# [SOURCE PASSAGE]
## START

This article illustrates how Balanced Scorecard techniques are being used in small businesses. It is particularly relevant to students who are based in small practices or even small businesses where exposure to business techniques, frequently presented against a framework of large corporations, may be limited. After reading this article, students will be better able to relate what they have learned to their everyday business environment and thus understand the techniques and produce better answers in their examinations.
Debate behind the balanced scorecard
The student should remember that the primary criticism that has motivated the Balanced Scorecard is that traditional techniques over-emphasise financial performance often to the possible exclusion of other measures. Such an approach, it is further argued, is “short-termist”.
In considering the validity of the criticism, the student should remember two things. First, the famous R C Townsend quip, “if we are not in business to make money, what are we doing it for?”
Secondly, effective performance measurement is not confined to financial measures and that the inclusion of non-financial measures is conceptually correct.
Any attempt to include qualitative measures introduces an element of subjectivity. Such measures are best avoided.
In principle, the measures should:
- cover all areas;
- include all stakeholders;
- be long term as well as short term;
- be linked to strategy.

## END

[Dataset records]
## START

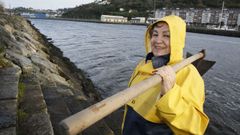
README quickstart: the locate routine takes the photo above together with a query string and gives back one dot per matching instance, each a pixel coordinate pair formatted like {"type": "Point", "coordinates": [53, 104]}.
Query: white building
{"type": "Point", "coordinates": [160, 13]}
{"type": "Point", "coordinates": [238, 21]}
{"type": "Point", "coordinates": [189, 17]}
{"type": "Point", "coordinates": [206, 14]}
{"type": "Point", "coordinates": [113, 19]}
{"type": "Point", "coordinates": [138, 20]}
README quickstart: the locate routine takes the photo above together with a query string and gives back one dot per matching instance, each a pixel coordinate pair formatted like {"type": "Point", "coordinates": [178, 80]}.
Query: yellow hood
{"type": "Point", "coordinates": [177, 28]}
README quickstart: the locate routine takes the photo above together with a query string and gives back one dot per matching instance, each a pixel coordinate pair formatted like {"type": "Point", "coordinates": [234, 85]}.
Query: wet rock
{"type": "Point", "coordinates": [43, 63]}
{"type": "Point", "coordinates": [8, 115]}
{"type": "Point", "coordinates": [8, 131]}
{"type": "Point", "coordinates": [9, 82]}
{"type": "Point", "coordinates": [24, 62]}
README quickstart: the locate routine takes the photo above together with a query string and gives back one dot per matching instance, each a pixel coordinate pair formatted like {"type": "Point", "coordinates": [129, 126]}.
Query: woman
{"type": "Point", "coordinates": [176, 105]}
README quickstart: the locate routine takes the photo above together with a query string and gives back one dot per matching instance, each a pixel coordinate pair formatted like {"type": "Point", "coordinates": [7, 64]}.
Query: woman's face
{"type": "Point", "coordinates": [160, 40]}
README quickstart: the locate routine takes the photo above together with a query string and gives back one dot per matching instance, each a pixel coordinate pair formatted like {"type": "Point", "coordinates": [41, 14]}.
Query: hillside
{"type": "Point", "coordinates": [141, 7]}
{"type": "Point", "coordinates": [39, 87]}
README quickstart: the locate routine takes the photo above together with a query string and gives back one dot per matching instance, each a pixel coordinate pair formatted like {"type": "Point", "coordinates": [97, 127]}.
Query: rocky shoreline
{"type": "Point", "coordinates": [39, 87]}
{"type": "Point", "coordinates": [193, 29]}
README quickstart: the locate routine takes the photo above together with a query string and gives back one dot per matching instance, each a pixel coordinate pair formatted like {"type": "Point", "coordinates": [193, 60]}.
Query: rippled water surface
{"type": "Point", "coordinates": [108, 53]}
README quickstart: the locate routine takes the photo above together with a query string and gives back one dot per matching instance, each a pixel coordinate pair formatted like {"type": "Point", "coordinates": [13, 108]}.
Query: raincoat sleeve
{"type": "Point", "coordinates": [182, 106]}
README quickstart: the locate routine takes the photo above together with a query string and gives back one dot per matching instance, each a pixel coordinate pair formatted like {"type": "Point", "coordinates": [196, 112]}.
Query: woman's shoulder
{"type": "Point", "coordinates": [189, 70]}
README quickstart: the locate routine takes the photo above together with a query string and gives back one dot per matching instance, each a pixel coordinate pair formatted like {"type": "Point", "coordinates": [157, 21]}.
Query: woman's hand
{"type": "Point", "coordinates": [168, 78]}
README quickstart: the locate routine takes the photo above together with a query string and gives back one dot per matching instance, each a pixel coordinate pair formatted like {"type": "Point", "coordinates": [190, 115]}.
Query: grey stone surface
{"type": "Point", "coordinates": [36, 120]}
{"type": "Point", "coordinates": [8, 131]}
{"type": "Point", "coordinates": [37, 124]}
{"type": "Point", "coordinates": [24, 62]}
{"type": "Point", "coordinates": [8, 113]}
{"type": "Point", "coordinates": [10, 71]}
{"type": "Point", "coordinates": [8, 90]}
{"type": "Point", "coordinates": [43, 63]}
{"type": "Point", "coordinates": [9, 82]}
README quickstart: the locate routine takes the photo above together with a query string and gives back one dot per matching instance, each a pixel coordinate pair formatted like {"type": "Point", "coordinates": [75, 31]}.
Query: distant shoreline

## END

# [TASK SET]
A: According to the Balanced Scorecard article, what primary criticism motivated the Balanced Scorecard?
B: Reproduce the Balanced Scorecard article word for word, starting at "Debate behind the" and ending at "are best avoided.".
C: Carry on the article about Balanced Scorecard use in small businesses from the point where it stops.

# [ANSWERS PER TASK]
A: Traditional techniques overemphasize financial performance, often to the possible exclusion of other measures.

B:
Debate behind the balanced scorecard
The student should remember that the primary criticism that has motivated the Balanced Scorecard is that traditional techniques over-emphasise financial performance often to the possible exclusion of other measures. Such an approach, it is further argued, is “short-termist”.
In considering the validity of the criticism, the student should remember two things. First, the famous R C Townsend quip, “if we are not in business to make money, what are we doing it for?”
Secondly, effective performance measurement is not confined to financial measures and that the inclusion of non-financial measures is conceptually correct.
Any attempt to include qualitative measures introduces an element of subjectivity. Such measures are best avoided.

C:
Objectives and strategy
Every small business should have an objective. However, this may depend upon what the small businessman actually wants. Small businesses start for a variety of reasons. Employees of large companies are made redundant and set out to market their skill, often because they are too old to find other, suitable employment. Others have an idea, or see a niche, and exploit it. McClelland suggests that:
- the objective should be beyond satisfying basic needs ” perhaps at least two rungs up the Maslow Pyramid;
- it should be demanding and bring out the achiever. Bank loan applications require a business plan and this requires the applicant to state short, medium and long-term objectives. Curiously, organisations such as the Prince”s Trust, set up to help fund new businesses which have been rejected by the banks, do not appear to require a statement of objectives.
Achieving the objective will dictate the strategy. Obvious points are:
- the level of investment required;
- cost of entry into the market ” a two edged sword. Low cost means ease of entry, it also means ease of entry for competition;
- cost of entry versus on-going overhead costs;
- how are customers to be obtained?
Table 1 introduces us to Dawn’s Pets. When the owner set out, she probably had no formal objective. Now, after five years of running the business, she has probably achieved her sub-conscious objective: a business that makes a small profit, contributes to living expenses and provides a few luxuries like family continental holidays.
The McClelland view would suggest a prima facie under-achiever.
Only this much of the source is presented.